To be done:
Reproduce every item below, substituting "one mark per instance" for each occurrence of "one point per instance" and leaving all other text unchanged.

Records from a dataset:
_ _ _

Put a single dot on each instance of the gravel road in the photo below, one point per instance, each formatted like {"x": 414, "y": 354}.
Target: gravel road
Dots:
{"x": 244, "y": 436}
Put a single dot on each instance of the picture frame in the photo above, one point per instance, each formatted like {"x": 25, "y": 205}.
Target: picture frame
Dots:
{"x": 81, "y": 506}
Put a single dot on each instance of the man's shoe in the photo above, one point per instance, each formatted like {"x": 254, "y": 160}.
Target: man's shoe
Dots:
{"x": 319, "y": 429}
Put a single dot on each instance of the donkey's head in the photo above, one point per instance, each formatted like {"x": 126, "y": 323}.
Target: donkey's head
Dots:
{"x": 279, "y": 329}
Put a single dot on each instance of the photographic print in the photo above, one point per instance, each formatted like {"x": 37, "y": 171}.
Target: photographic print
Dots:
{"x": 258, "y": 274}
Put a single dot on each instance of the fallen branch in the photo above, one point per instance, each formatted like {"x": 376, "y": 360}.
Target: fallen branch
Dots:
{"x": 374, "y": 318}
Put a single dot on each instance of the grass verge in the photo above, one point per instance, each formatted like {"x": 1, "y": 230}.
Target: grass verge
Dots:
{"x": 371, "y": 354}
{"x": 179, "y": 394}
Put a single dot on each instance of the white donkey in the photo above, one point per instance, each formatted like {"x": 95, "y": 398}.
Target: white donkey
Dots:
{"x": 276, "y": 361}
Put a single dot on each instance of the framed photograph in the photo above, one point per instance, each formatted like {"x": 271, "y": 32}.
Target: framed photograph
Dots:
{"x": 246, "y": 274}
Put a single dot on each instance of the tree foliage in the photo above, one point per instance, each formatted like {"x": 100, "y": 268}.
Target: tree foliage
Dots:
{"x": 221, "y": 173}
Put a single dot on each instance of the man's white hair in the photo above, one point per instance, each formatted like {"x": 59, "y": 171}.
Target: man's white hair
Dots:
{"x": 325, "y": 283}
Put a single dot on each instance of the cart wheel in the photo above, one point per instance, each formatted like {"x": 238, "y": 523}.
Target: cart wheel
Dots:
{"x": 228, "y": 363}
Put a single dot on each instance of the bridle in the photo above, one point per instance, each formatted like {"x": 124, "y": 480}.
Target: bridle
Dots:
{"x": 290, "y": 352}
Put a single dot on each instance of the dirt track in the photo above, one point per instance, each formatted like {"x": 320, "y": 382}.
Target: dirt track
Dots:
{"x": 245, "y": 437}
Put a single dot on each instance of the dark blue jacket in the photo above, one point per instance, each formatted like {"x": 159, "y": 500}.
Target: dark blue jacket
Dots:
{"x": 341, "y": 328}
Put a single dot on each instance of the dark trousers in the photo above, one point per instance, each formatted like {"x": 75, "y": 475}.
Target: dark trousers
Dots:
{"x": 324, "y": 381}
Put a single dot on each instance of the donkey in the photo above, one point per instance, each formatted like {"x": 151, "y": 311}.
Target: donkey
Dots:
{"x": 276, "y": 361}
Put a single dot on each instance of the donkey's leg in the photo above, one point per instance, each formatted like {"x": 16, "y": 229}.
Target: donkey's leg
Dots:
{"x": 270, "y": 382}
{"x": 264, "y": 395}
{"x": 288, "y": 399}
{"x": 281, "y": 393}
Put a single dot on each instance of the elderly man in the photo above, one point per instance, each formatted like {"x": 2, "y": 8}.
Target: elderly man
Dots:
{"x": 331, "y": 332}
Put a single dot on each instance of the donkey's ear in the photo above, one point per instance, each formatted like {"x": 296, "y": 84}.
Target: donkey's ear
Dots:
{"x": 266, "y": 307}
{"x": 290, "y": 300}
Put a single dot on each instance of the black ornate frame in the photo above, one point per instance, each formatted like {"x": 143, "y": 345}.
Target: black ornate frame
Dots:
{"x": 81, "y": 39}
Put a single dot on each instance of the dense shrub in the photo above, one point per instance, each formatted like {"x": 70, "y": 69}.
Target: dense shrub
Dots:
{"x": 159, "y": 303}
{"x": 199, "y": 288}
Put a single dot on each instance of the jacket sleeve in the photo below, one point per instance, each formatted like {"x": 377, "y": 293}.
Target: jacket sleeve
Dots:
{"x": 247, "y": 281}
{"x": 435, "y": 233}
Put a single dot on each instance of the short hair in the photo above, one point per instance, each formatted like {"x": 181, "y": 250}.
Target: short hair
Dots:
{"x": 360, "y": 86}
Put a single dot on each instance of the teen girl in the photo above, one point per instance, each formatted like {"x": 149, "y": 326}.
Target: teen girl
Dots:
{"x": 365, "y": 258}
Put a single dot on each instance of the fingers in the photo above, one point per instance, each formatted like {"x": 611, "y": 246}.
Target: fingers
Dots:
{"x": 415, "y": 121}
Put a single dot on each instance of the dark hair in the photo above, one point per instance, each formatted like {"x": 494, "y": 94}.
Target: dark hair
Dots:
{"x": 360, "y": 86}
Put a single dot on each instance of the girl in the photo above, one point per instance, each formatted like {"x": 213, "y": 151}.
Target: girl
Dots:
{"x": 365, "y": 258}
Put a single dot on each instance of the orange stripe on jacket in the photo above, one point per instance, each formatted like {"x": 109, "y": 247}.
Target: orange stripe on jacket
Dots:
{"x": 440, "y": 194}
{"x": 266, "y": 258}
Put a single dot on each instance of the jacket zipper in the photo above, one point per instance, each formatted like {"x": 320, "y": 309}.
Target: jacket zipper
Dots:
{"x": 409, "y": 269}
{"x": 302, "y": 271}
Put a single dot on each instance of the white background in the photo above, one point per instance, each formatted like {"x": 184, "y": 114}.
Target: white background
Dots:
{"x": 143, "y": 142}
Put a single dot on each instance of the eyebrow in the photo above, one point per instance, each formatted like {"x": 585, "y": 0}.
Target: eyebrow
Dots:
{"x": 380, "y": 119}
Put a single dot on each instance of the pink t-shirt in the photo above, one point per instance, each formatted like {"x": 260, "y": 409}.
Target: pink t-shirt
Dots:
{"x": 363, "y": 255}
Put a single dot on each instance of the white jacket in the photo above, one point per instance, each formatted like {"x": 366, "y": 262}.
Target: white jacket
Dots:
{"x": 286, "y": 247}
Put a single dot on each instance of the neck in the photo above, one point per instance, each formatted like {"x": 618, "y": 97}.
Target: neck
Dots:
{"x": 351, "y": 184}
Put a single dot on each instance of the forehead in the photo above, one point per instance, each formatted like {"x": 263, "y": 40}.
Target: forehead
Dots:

_ _ _

Output:
Put a single dot on each instance of the gravel road in the photo below, one mark per instance, each formatted like {"x": 414, "y": 354}.
Target: gravel road
Dots:
{"x": 244, "y": 436}
Put a single dot on each instance of the picture frame in the photo above, one mark per instance, each formatted like {"x": 25, "y": 205}.
Target: picture frame
Dots:
{"x": 81, "y": 506}
Put a single dot on each instance of the man's shoe in the photo above, one mark per instance, each formatted like {"x": 254, "y": 160}.
Target: man's shoe
Dots:
{"x": 319, "y": 429}
Put a single dot on each instance of the donkey's head in the photo above, one mark per instance, each formatted like {"x": 126, "y": 323}.
Target: donkey's head
Dots:
{"x": 279, "y": 329}
Put a single dot on each instance of the photographic print in the photo above, one mark per instance, each formatted like {"x": 37, "y": 171}.
Target: photographic print
Dots:
{"x": 258, "y": 274}
Put a single dot on each instance of the fallen branch in the photo above, one mark per instance, each formatted like {"x": 376, "y": 360}.
Target: fallen branch
Dots:
{"x": 374, "y": 318}
Put a single dot on each instance of the grass verge in the photo above, one mark per instance, each formatted like {"x": 1, "y": 230}.
Target: grass verge
Dots:
{"x": 371, "y": 354}
{"x": 179, "y": 394}
Put a single dot on each instance of the white donkey in the photo above, one mark per instance, each formatted like {"x": 95, "y": 398}.
Target: white donkey
Dots:
{"x": 276, "y": 361}
Put a single dot on each instance of the framed photograph in the photo above, one mark per instance, each formatted like {"x": 271, "y": 32}.
Target: framed photograph
Dots:
{"x": 246, "y": 274}
Put a single dot on each instance of the tree foliage in the photo above, one mark per instance, each formatted like {"x": 100, "y": 268}.
Target: tree foliage
Dots:
{"x": 221, "y": 173}
Put a single dot on each instance of the man's white hair in the photo above, one mark per instance, each formatted like {"x": 59, "y": 171}.
Target: man's white hair
Dots:
{"x": 325, "y": 283}
Put a single dot on each instance of the cart wheel in the photo above, one mark per instance, each formatted like {"x": 238, "y": 523}.
Target: cart wheel
Dots:
{"x": 228, "y": 363}
Put a single dot on each instance of the bridle in the photo above, one mark per instance, each formatted like {"x": 124, "y": 480}.
Target: bridle
Dots:
{"x": 290, "y": 352}
Put a single dot on each instance of the dirt track in the photo above, one mark per instance, each formatted like {"x": 320, "y": 382}.
Target: dirt track
Dots:
{"x": 245, "y": 437}
Put a single dot on each instance of the dark blue jacket in the photo above, one mark per instance, each formatted like {"x": 159, "y": 500}.
Target: dark blue jacket
Dots:
{"x": 341, "y": 328}
Put a single dot on each instance of the dark trousers in the photo above, one mark per instance, each formatted like {"x": 75, "y": 475}.
Target: dark trousers
Dots:
{"x": 324, "y": 381}
Put a single dot on each instance of the donkey in the photo above, one mark per instance, each formatted like {"x": 151, "y": 311}.
Target: donkey
Dots:
{"x": 276, "y": 361}
Put a single dot on each instance of the donkey's leg in the photo above, one mark per instance, each formatted like {"x": 16, "y": 229}.
Target: donkey's leg
Dots:
{"x": 270, "y": 382}
{"x": 264, "y": 395}
{"x": 288, "y": 399}
{"x": 281, "y": 393}
Put a single dot on each instance of the elderly man in the photo above, one mark per instance, each formatted like {"x": 2, "y": 8}.
Target: elderly man
Dots:
{"x": 331, "y": 332}
Put a single dot on each instance of the donkey's ear in the photo above, one mark per instance, each formatted like {"x": 296, "y": 84}.
Target: donkey's ear
Dots:
{"x": 266, "y": 307}
{"x": 290, "y": 300}
Put a single dot on each instance of the black ornate frame in the photo above, one mark per instance, each formatted like {"x": 143, "y": 345}.
Target: black ornate frame
Dots:
{"x": 81, "y": 39}
Put a single dot on each instance of the dense shrub in the photo above, one mark per instance, each formatted like {"x": 70, "y": 69}.
Target: dense shrub
Dots:
{"x": 159, "y": 303}
{"x": 199, "y": 288}
Put a single dot on each instance of the jacket sleeve in the photo below, one mark per instance, each formatted like {"x": 377, "y": 293}.
Target: jacket sleeve
Dots:
{"x": 247, "y": 281}
{"x": 435, "y": 233}
Put a single dot on each instance of the short hair in the photo above, one mark per instance, each formatted like {"x": 181, "y": 250}.
Target: short hair
Dots:
{"x": 360, "y": 86}
Put a single dot on each instance of the teen girl in the photo above, one mark per instance, each formatted like {"x": 149, "y": 326}.
Target: teen girl
Dots:
{"x": 365, "y": 258}
Put a single dot on each instance of the fingers in the photo above, one mark per instance, each formatted like {"x": 611, "y": 246}.
Target: fingers
Dots:
{"x": 415, "y": 121}
Put a single dot on each instance of the dark hair in the photo above, one mark per instance, each formatted like {"x": 494, "y": 94}.
Target: dark hair
Dots:
{"x": 360, "y": 86}
Put a single dot on each instance of the girl in the photo above, one mark per instance, each formatted like {"x": 213, "y": 151}.
Target: girl
Dots:
{"x": 365, "y": 258}
Put a single dot on each instance of the orange stripe on jacket in the photo above, one mark per instance, each formatted like {"x": 109, "y": 247}.
Target: orange stripe on jacket
Dots:
{"x": 440, "y": 194}
{"x": 266, "y": 258}
Put a single dot on each instance of the jacket zipper in the photo above, one mark per instance, each formatted like {"x": 320, "y": 309}.
Target: jacket zipper
Dots:
{"x": 409, "y": 269}
{"x": 302, "y": 271}
Put a single dot on each instance of the white background in the photo above, one mark per instance, each formatted like {"x": 184, "y": 114}.
Target: white background
Dots:
{"x": 143, "y": 142}
Put a single dot on each instance of the eyebrow in the photo above, one mark per instance, each formatted like {"x": 585, "y": 0}.
Target: eyebrow
Dots:
{"x": 380, "y": 119}
Put a single dot on each instance of the pink t-shirt in the photo above, one mark per instance, each formatted like {"x": 260, "y": 409}.
Target: pink t-shirt
Dots:
{"x": 363, "y": 255}
Put a single dot on each instance of the white jacket in the photo above, one mark per instance, each formatted like {"x": 366, "y": 262}.
Target: white jacket
Dots:
{"x": 286, "y": 247}
Put a single dot on each instance of the neck in the photo above, one mark per instance, each formatted like {"x": 618, "y": 97}.
Target: neck
Dots:
{"x": 351, "y": 184}
Put a single dot on each instance of the forehead in the photo above, one mark per instance, each formatted like {"x": 263, "y": 40}.
Target: forehead
Dots:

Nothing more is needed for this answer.